* [QUESTIONS]
**a.** Reproduce word for word the portion of Ken's account that opens with the words containing "After eleven months" and closes with "Institution Visiting Room.".
**b.** Pick up Ken's account after its final sentence and continue the narrative in his first-person voice.

* [SUPPLIED PASSAGE]
My name is Ken. I struggled with various illnesses when I was a child. When I was one year old my lung collapsed as a result of acute pneumonia. At the age of eleven I was diagnosed with a mitral valve disorder. I stayed away from alcohol because my dad and step-fathers were alcoholics and I did not want to be like them. When I was nine years old I started experimenting with drugs. I had three older brothers and when they were not home I would steal their drugs and experiment with them. I became a liar, manipulator and thief. I started skipping school and withdrew completely after completing the sixth grade.

By then I was a full blown opiate addict. I stepped up my game of stealing by adding robbery and breaking and entering to my resume to get drugs. I would break into homes, rob local businesses and commit other crimes to get what I wanted/needed. When I was eighteen years old I was accused of stealing money from my mom’s boyfriend. He confronted me about it, a fight ensued, and the end result was the loss of his life. I went to the county jail to be held until my trial. All I knew about prison was what I had seen on TV. Due to frequent physical outbursts, I was kept on heavy psychotropic drugs.

After eleven months in the County Jail, I was sent to prison, for the crimes of Aggravated Murder and Aggravated Robbery. My mother, finally coming to terms with what I had done, came for her first visit. She had a massive coronary and passed away while being processed to enter the Institution Visiting Room.

* [EXTRACTED DATA]
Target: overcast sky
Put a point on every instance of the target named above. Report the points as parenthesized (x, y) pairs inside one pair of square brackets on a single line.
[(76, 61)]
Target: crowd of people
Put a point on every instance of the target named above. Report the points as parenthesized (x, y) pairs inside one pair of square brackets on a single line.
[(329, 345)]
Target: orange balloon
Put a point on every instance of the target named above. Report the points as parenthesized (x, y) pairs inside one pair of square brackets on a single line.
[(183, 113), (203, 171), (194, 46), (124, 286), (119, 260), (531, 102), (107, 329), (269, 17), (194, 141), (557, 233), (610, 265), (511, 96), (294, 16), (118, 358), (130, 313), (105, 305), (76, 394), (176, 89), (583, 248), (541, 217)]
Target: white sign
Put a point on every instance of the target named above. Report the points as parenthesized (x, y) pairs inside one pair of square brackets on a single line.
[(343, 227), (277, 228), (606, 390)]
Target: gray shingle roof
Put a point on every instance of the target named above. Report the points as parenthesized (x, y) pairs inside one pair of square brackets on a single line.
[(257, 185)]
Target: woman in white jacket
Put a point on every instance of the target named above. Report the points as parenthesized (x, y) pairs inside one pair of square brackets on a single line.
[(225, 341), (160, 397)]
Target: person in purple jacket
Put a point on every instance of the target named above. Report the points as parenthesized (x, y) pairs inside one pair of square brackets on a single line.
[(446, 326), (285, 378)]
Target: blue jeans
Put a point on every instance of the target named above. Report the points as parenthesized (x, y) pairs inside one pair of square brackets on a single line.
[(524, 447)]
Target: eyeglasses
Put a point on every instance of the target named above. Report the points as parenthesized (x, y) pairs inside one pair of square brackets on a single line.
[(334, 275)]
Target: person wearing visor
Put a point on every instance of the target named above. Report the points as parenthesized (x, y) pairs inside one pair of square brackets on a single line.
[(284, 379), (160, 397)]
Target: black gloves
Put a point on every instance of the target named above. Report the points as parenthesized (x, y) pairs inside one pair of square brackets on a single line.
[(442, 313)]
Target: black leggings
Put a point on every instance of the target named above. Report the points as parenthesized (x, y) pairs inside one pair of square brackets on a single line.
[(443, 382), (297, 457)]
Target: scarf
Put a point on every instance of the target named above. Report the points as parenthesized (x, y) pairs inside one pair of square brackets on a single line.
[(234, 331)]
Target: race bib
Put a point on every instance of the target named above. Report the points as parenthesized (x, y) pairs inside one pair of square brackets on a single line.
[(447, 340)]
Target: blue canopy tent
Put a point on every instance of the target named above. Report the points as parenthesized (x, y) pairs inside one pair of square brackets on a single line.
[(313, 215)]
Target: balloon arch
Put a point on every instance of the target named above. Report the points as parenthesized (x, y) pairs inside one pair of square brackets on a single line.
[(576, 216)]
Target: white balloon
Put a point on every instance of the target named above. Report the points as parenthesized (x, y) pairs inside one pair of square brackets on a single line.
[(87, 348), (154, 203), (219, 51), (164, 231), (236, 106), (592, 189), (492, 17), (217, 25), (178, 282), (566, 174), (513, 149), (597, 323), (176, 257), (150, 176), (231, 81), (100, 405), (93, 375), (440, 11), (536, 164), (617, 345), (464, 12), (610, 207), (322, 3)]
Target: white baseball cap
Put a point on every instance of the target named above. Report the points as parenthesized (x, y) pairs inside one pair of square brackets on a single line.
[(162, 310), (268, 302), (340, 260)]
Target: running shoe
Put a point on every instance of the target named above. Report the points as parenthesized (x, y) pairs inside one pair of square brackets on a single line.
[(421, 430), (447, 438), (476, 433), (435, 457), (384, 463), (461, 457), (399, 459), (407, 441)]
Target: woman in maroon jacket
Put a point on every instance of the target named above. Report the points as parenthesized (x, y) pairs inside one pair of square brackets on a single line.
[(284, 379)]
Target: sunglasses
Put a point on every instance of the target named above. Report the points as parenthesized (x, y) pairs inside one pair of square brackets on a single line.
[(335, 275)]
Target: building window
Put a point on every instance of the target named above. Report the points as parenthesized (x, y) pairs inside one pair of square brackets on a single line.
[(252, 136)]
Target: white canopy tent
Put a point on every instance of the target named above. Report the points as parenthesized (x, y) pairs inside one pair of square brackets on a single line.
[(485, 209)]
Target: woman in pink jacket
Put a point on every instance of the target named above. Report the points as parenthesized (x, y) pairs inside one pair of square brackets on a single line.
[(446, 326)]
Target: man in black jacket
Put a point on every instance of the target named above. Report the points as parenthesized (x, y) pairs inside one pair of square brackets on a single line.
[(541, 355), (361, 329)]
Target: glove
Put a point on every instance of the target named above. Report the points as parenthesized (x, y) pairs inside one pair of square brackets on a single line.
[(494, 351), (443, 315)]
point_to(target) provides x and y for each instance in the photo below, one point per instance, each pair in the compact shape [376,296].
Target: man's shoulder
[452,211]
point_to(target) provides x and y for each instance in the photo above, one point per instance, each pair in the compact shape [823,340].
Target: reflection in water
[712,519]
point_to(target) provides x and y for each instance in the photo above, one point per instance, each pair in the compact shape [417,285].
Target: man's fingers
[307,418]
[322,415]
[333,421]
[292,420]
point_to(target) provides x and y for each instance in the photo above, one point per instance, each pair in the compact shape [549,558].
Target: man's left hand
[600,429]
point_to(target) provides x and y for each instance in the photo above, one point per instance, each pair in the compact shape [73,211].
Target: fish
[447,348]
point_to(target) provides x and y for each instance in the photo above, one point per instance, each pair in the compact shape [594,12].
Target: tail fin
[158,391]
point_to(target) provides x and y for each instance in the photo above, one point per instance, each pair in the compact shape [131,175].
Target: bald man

* [RESULTS IN ORDER]
**a.**
After eleven months in the County Jail, I was sent to prison, for the crimes of Aggravated Murder and Aggravated Robbery. My mother, finally coming to terms with what I had done, came for her first visit. She had a massive coronary and passed away while being processed to enter the Institution Visiting Room.

**b.**
I accepted that I would spend the rest of my life in prison and tried to make the best of it. I continued to use drugs in prison for a number of years. Then I made a decision to stop. I had heard the gospel presentation about Jesus Christ dying on a cross for my sins and offering me eternal life. In 1996 I put my trust in Jesus Christ as my Savior and Lord. I try to live in a way that would be pleasing to my Lord every day. I certainly am not perfect, but He has always been there for me. I met the founder of Serenity Street at a Promise Keeper’s Rally, within the prison walls, in 2007. I had no thoughts of ever getting out of prison, I had gone before the Parole Board and been rejected a number of times. To my surprise, I received notice of Parole with an outdate of January 2008.

I went to the Serenity House straight from prison. It was quite an adjustment period for me to live as a free man. There were many things that I had not seen or experienced outside the prison gates. Serenity Street staff and the other clients were helpful during this time of my life. Eventually, I decided to leave the program before my one year commitment was completed. All was well for awhile. I took on various jobs, returned to Columbus and worked my way up to the manager position of a pizza shop. I lived in a duplex on the south side and through myself into my work. Eventually the stresses of life, the death of my dad and later my uncle (who I took care of) led me down a dark lonely road that led to drinking.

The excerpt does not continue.